** Part of a data file **
□ □ □ □ □ □ □
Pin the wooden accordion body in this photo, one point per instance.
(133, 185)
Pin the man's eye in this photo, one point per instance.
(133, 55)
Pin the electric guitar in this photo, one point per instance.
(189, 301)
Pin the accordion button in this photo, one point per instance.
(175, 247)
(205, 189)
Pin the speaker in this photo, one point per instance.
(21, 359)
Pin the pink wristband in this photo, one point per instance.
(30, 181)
□ □ □ □ □ □ □
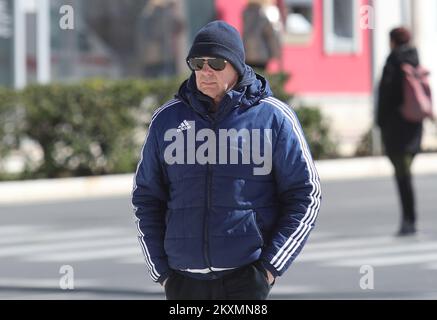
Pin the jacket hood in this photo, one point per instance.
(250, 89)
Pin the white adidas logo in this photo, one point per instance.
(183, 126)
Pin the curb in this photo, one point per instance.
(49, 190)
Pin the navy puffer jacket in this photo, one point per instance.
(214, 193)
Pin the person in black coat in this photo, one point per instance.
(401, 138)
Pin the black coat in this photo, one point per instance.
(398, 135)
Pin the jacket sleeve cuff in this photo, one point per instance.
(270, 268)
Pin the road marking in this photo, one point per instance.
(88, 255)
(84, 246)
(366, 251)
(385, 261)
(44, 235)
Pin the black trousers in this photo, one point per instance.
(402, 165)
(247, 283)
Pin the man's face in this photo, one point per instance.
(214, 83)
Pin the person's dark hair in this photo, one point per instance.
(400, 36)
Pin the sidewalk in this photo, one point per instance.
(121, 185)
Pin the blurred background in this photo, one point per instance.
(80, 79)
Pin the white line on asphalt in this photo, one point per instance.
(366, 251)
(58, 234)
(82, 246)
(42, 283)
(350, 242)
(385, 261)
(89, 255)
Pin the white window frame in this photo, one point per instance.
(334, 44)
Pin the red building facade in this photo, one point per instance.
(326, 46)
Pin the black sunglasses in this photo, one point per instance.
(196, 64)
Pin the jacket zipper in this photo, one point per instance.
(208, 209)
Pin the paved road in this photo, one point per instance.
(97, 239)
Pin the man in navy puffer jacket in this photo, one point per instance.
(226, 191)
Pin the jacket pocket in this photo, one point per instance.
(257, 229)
□ □ □ □ □ □ □
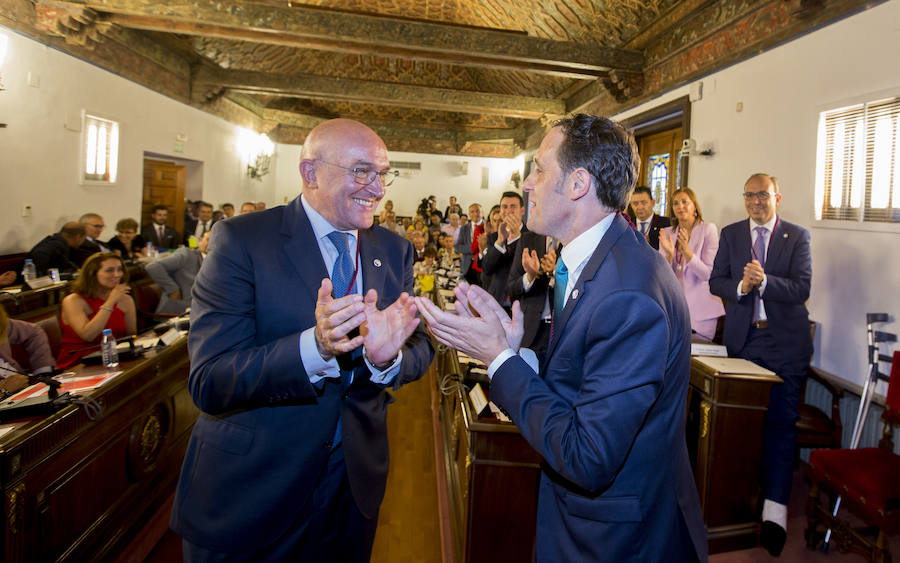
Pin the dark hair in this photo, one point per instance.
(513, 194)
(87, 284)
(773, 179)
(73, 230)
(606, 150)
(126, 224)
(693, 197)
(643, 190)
□ □ □ □ □ □ □
** Directions **
Return each line of the records that contains the string "puffer". Case counts.

** Solved problem **
Pin the navy puffer jacket in this photo, one point per instance.
Pin the man in navy puffer jacket in this photo, one point per instance.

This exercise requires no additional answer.